### Given task
Substitute "receives a separate outline" for every occurrence of "gets its own outline" in the data below, leaving all other text unchanged.

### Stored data

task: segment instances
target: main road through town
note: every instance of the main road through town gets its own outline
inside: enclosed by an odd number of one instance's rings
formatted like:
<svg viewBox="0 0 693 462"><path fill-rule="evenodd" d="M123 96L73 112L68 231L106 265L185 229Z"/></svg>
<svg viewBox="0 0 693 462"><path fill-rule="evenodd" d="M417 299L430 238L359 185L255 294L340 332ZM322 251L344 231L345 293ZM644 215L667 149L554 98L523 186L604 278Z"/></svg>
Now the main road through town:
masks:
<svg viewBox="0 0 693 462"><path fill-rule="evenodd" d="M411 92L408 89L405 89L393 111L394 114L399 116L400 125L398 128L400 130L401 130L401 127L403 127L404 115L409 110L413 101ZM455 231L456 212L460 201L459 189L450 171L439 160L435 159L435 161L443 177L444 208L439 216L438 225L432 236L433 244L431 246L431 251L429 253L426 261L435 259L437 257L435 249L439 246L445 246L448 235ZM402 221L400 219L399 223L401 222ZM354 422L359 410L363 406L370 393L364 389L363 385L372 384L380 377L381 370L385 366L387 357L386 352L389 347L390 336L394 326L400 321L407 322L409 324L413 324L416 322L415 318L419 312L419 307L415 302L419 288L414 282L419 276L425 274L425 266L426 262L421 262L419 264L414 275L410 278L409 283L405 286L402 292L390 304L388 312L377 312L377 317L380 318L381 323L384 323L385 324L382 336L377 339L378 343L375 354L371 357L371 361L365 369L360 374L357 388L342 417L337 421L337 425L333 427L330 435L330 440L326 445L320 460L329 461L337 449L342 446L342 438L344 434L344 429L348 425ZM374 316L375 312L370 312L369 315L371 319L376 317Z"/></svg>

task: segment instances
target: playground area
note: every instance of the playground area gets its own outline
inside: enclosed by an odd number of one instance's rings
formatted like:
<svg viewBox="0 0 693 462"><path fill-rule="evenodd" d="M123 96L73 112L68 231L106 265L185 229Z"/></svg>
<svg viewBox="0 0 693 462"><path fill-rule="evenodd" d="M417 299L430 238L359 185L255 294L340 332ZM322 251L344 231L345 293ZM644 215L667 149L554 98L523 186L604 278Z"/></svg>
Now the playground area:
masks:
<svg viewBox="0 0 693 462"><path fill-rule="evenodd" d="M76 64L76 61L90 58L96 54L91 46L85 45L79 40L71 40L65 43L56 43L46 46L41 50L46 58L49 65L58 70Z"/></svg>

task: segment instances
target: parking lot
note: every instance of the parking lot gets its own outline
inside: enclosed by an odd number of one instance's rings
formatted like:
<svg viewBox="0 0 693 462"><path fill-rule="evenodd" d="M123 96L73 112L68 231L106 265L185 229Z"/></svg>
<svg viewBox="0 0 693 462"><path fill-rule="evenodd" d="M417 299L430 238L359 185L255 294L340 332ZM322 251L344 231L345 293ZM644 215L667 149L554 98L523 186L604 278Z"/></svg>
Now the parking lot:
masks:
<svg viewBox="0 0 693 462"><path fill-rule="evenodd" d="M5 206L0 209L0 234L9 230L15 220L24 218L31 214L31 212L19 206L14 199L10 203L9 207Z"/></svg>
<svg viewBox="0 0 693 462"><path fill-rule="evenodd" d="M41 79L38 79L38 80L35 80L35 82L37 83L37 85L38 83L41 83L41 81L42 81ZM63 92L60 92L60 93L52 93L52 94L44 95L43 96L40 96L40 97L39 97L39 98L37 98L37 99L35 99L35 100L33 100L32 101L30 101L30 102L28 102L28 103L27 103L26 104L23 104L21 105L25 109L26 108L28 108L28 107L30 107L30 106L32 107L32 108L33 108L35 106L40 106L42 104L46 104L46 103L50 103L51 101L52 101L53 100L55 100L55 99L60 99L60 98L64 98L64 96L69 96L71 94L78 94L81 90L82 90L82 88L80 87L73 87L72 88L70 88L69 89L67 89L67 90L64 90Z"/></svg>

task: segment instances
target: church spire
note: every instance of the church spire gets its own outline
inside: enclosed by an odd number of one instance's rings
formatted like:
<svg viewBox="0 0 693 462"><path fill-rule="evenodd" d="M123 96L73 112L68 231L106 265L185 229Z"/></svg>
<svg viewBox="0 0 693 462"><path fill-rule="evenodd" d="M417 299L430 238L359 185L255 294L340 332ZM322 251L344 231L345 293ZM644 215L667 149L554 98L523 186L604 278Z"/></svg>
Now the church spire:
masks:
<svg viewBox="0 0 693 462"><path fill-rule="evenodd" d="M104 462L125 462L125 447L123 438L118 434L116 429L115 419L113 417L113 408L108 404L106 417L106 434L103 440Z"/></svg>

### Task response
task: segment instances
target: main road through town
note: every instance of the main road through town receives a separate outline
inside: enclosed by an odd number of one instance's rings
formatted like:
<svg viewBox="0 0 693 462"><path fill-rule="evenodd" d="M123 96L73 112L68 231L106 265L185 229Z"/></svg>
<svg viewBox="0 0 693 462"><path fill-rule="evenodd" d="M417 299L430 238L359 185L255 294L340 332ZM322 251L344 231L345 293ZM644 215L667 149L554 98L523 186L604 278Z"/></svg>
Now the main road through town:
masks:
<svg viewBox="0 0 693 462"><path fill-rule="evenodd" d="M411 92L408 89L405 89L393 111L394 114L399 116L400 125L398 128L400 130L401 130L401 127L403 127L404 115L409 110L413 101ZM455 231L456 212L460 201L459 189L450 171L439 160L435 159L435 161L443 177L444 208L439 216L438 225L432 236L433 244L431 246L431 251L429 253L426 261L435 259L437 257L435 249L439 246L445 246L448 235ZM402 221L400 219L399 223L401 222ZM354 422L359 410L363 406L370 393L364 389L363 385L372 384L380 377L381 370L385 366L387 357L386 352L389 347L390 336L394 326L400 321L407 322L409 324L413 324L416 322L415 318L419 312L419 307L415 302L419 288L414 282L419 276L425 274L425 266L426 262L421 262L419 264L414 275L410 278L409 283L405 286L402 292L390 304L388 312L377 312L377 317L380 318L381 323L384 323L385 324L382 336L377 339L378 343L375 354L371 357L371 361L365 369L360 374L357 388L342 417L337 421L337 425L333 427L330 435L330 440L326 445L320 460L329 461L337 449L342 446L342 438L344 434L344 429L348 425ZM374 316L375 312L370 312L369 315L371 319L376 317Z"/></svg>

task: segment instances
target: playground area
note: every instance of the playground area receives a separate outline
inside: enclosed by an odd number of one instance's rings
formatted like:
<svg viewBox="0 0 693 462"><path fill-rule="evenodd" d="M123 96L73 112L68 231L106 265L185 229Z"/></svg>
<svg viewBox="0 0 693 462"><path fill-rule="evenodd" d="M417 299L430 238L359 185L255 294L340 332ZM322 251L344 231L345 293ZM644 215L667 149L554 98L523 186L604 278Z"/></svg>
Now the playground area:
masks:
<svg viewBox="0 0 693 462"><path fill-rule="evenodd" d="M76 64L76 61L90 58L96 54L91 46L85 45L79 40L71 40L65 43L56 43L46 46L41 50L46 58L49 65L58 70Z"/></svg>

task: segment instances
target: parking lot
note: every instance of the parking lot receives a separate outline
inside: enclosed by an odd number of one instance's rings
formatted like:
<svg viewBox="0 0 693 462"><path fill-rule="evenodd" d="M123 96L73 112L68 231L106 265L185 229Z"/></svg>
<svg viewBox="0 0 693 462"><path fill-rule="evenodd" d="M417 299L430 238L359 185L255 294L340 332ZM322 251L344 231L345 293ZM644 215L667 149L554 98L523 186L604 278Z"/></svg>
Now the parking lot:
masks:
<svg viewBox="0 0 693 462"><path fill-rule="evenodd" d="M5 206L0 209L0 234L9 230L15 220L24 218L31 214L31 212L19 206L14 199L10 203L9 207Z"/></svg>
<svg viewBox="0 0 693 462"><path fill-rule="evenodd" d="M41 79L38 79L38 80L35 80L35 82L37 83L37 85L38 83L41 83L41 81L42 81ZM63 92L60 92L60 93L52 93L52 94L44 95L43 96L40 96L40 97L39 97L39 98L37 98L37 99L35 99L35 100L33 100L32 101L30 101L30 102L28 102L28 103L27 103L26 104L23 104L21 105L25 109L26 108L28 108L28 107L30 107L30 106L32 107L32 108L33 108L35 106L40 106L42 104L46 104L46 103L50 103L51 101L52 101L53 100L55 100L55 99L60 99L60 98L64 98L64 96L69 96L71 94L78 94L81 90L82 90L82 88L80 87L73 87L72 88L70 88L69 89L67 89L67 90L64 90Z"/></svg>

task: segment instances
target: church spire
note: every instance of the church spire receives a separate outline
inside: enclosed by an odd number of one instance's rings
formatted like:
<svg viewBox="0 0 693 462"><path fill-rule="evenodd" d="M123 96L73 112L68 231L106 265L185 229Z"/></svg>
<svg viewBox="0 0 693 462"><path fill-rule="evenodd" d="M417 299L430 238L359 185L255 294L340 332ZM322 251L344 231L345 293ZM644 215L667 149L554 98L523 186L604 278Z"/></svg>
Now the church spire:
masks:
<svg viewBox="0 0 693 462"><path fill-rule="evenodd" d="M104 462L125 462L125 447L123 438L118 434L116 429L115 419L113 417L113 408L108 404L106 417L106 434L103 440Z"/></svg>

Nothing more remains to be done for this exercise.